Reading text =
○ ○ ○

1. Create a new S3 Bucket
Log into AWS1 using either your root credentials or an IAM account with administrative privileges (preferred).
Find your way to the S3 console, and click the ‘Create Bucket’ button.
Under ‘General Configuration’, select the region where most of your users are located, and give your bucket a unique name (across the entire AWS ecosystem!). Note that bucket names can not contain uppercase characters or underscores, but you can use hyphens (more info). A good way to make your bucket name globally unique is to add some random characters at the end.
In the ‘Object Ownership’ section, keep the default setting that disables ACLs (we won’t need them because we’ll be handling bucket permissions using Policies).
Next, the ‘Block All Public Access’ setting allows you to quickly and permanently block public access to the bucket (overriding everything else). In our case, we want one of the folders in the bucket to be public, so blocking all access would be overkill. However we can keep the first two blocking options, which block public access via ACLs (which we’re not using).

○ ○ ○

Records shown =

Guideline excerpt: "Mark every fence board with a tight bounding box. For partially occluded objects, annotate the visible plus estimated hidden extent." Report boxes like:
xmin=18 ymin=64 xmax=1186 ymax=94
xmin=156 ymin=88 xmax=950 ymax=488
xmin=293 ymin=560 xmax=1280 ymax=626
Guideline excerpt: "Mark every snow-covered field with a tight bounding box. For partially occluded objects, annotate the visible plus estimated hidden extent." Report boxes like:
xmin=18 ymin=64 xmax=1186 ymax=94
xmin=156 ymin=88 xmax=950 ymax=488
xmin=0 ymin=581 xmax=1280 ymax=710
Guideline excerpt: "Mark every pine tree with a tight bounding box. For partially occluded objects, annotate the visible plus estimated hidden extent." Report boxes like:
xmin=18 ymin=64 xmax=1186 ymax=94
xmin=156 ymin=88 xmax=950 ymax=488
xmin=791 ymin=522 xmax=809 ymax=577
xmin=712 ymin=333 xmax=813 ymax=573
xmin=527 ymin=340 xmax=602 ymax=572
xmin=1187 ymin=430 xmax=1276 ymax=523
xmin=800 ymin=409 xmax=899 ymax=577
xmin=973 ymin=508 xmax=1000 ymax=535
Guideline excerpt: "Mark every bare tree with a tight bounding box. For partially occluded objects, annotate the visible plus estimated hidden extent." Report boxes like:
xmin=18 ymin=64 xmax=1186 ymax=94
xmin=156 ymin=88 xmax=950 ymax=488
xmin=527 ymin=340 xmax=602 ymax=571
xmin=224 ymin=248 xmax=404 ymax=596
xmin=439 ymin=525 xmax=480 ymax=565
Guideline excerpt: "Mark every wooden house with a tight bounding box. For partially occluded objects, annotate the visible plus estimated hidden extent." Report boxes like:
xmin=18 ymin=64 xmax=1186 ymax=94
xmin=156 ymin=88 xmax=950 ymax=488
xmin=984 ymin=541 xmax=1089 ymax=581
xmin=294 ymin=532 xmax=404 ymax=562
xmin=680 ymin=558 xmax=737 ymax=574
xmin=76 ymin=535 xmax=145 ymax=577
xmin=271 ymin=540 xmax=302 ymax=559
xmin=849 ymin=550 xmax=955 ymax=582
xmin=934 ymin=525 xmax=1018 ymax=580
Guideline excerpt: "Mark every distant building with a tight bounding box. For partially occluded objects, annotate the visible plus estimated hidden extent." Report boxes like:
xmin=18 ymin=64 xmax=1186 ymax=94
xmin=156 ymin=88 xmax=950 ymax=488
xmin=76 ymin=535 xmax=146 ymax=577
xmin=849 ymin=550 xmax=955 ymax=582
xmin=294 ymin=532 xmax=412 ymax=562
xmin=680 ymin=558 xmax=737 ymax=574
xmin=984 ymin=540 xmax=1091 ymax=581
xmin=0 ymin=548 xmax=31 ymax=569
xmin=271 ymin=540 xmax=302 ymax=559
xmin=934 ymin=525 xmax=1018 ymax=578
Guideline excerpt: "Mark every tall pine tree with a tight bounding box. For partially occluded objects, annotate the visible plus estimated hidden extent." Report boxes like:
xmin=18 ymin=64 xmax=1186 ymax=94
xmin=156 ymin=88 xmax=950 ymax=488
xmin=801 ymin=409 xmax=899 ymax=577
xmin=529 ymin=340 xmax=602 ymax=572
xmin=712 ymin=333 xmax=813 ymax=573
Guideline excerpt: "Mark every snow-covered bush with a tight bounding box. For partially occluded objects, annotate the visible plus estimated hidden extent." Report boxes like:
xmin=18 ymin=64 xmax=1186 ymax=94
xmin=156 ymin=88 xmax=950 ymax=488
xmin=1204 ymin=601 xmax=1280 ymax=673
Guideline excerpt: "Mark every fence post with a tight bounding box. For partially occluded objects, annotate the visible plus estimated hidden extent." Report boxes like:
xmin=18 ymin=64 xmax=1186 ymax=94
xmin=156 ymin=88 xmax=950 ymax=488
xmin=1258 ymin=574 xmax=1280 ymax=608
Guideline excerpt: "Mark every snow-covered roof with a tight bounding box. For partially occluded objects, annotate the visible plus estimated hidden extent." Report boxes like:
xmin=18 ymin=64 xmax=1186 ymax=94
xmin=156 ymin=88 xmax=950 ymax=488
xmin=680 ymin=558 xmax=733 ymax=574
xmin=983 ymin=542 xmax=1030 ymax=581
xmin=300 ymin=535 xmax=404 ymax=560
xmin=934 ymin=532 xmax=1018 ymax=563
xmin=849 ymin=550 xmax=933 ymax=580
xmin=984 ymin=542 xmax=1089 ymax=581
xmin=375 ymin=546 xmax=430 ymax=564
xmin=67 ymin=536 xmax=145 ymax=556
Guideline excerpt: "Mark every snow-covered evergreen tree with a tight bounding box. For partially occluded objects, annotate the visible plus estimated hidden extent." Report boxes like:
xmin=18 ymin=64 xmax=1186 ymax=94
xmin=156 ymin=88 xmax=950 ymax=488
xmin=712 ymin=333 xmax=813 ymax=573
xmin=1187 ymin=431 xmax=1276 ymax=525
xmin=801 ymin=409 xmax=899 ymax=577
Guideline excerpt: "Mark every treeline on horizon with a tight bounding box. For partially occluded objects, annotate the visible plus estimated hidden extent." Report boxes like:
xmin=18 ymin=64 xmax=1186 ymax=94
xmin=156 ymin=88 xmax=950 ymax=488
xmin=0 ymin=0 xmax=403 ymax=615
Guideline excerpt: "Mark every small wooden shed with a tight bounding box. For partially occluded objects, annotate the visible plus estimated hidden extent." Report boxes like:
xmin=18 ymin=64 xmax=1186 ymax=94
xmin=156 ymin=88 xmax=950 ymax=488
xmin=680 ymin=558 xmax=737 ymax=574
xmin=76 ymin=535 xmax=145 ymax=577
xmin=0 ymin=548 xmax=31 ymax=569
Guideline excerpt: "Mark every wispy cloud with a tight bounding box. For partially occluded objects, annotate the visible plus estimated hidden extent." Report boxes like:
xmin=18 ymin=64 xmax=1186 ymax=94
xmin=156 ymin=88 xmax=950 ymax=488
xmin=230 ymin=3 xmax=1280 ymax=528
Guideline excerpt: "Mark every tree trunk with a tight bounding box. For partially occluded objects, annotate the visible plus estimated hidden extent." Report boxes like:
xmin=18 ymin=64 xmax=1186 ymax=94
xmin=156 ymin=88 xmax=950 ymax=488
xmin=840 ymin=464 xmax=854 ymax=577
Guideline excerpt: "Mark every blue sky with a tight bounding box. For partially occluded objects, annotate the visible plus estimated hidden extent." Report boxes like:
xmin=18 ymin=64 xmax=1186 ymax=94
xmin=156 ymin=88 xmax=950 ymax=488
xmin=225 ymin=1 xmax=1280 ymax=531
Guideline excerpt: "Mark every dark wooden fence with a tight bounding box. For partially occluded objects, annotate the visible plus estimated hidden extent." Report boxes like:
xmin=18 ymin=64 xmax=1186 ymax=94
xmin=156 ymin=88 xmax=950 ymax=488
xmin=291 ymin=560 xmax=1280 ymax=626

○ ○ ○

Brief =
List every button, section, or setting name that the S3 bucket setup text puts in single quotation marks.

Task result =
- Create Bucket
- General Configuration
- Object Ownership
- Block All Public Access